最近回収の役員となり、その全貌を聞いて驚いた。

世界中に「使用済み切手マニア」
と呼ばれる人達がおり、
箱いっぱいの使用済み切手を漁って
素敵な模様を探すことを
至上の楽しみとしている。
だから、使用済みでも一箱幾らで売れる。
収益金を福祉に役立ている団体がある。

嘘みたいだが本当の話だ。
こういうときはググらずに、
妄想するほうが楽しい。

例えばこんな感じ。

ニュージャージー州のとある郊外。
ジェフは夕食を済ませると、
ソファーに深々と腰を掛けた。
ウォール街での慌ただしい生活は遠い過去。
リタイアした今は庭の野菜と、
別れた妻を思いながら過ごしている。

黄昏がジェフの心を暗く染めた。
スコッチの瓶をゆっくり開ける。
俺の人生には何の意味があったんだろう。

そういえば、今日は切手が届く日だった。
慌てて玄関に戻ると、
無造作に置かれた箱があった。

=== データ行 ===
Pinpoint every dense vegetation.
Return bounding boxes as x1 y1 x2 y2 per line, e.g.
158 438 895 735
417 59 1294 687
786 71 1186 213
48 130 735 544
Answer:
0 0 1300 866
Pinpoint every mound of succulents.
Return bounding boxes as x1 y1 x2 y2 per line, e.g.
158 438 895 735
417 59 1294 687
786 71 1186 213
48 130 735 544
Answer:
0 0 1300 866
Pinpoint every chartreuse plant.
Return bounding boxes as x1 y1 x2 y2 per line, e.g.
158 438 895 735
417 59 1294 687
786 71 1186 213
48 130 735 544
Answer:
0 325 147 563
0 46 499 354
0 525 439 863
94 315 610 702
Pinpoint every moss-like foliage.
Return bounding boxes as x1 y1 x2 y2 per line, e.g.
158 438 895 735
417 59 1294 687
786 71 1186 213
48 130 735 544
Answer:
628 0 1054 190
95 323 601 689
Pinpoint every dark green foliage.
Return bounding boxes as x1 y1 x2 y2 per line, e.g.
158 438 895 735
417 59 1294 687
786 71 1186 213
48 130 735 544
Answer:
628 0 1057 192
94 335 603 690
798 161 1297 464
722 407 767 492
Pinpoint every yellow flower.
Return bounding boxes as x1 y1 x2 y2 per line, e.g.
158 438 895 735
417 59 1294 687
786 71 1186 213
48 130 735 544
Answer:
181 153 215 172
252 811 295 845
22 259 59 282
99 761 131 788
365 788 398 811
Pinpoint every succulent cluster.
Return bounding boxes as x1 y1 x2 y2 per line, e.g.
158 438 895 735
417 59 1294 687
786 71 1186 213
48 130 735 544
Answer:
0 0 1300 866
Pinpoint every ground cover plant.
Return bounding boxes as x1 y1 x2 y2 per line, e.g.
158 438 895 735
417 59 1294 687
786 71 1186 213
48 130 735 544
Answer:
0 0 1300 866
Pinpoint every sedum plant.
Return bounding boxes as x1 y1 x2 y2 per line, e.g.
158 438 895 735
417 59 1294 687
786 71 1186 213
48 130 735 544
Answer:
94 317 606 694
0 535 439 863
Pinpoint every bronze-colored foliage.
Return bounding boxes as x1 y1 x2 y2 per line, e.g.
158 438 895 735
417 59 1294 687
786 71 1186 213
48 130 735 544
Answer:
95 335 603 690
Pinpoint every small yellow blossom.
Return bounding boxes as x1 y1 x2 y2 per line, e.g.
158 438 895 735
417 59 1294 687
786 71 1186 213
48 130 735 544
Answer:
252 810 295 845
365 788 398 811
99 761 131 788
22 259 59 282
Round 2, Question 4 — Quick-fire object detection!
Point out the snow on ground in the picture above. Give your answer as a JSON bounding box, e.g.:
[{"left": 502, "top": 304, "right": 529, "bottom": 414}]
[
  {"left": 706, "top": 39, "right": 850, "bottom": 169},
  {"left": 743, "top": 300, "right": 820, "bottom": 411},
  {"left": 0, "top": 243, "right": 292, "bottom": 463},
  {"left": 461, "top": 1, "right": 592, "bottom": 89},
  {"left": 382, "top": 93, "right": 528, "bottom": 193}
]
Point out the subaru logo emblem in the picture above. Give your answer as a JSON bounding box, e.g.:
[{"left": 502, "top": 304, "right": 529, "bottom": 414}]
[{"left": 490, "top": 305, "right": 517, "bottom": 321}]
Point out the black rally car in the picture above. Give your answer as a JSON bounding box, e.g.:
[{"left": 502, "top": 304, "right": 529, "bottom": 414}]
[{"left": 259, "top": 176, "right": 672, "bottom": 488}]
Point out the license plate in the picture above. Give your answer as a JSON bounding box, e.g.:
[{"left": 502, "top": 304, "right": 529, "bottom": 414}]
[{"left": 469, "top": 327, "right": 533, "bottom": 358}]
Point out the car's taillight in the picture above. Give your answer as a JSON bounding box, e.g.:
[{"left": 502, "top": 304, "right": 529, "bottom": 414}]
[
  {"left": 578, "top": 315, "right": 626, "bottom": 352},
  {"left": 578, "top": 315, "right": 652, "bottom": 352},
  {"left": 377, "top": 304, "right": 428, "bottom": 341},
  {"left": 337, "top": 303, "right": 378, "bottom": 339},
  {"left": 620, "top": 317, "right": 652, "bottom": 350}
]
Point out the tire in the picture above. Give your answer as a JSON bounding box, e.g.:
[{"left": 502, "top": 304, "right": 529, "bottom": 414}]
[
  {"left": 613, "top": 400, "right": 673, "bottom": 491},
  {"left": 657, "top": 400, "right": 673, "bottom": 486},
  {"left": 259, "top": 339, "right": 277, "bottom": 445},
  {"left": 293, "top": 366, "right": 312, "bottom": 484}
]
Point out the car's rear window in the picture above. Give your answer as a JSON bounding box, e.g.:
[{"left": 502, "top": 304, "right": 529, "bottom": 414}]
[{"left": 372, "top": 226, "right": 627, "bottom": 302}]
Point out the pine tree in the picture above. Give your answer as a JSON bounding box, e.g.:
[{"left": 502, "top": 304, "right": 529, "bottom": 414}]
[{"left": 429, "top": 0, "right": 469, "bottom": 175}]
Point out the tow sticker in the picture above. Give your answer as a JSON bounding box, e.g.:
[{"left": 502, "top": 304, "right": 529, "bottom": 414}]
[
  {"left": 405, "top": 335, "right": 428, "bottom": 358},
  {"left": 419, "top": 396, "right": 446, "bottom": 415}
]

=== 課題 A ===
使用済み切手についての文書の抜粋から、「ジェフは夕食を済ませると、」から「無造作に置かれた箱があった。」までを両端も含めてそのまま書き写してください。
=== 課題 B ===
データ行のうち、「Point out the pine」を含む行からデータ行の最後の行までを、両端も含めて一字も変えずに再現してください。

=== 正解 A ===
ジェフは夕食を済ませると、
ソファーに深々と腰を掛けた。
ウォール街での慌ただしい生活は遠い過去。
リタイアした今は庭の野菜と、
別れた妻を思いながら過ごしている。

黄昏がジェフの心を暗く染めた。
スコッチの瓶をゆっくり開ける。
俺の人生には何の意味があったんだろう。

そういえば、今日は切手が届く日だった。
慌てて玄関に戻ると、
無造作に置かれた箱があった。

=== 正解 B ===
Point out the pine tree in the picture above. Give your answer as a JSON bounding box, e.g.:
[{"left": 502, "top": 304, "right": 529, "bottom": 414}]
[{"left": 429, "top": 0, "right": 469, "bottom": 175}]
Point out the tow sticker in the picture above. Give your answer as a JSON bounding box, e.g.:
[{"left": 502, "top": 304, "right": 529, "bottom": 414}]
[
  {"left": 405, "top": 335, "right": 428, "bottom": 358},
  {"left": 419, "top": 396, "right": 446, "bottom": 415}
]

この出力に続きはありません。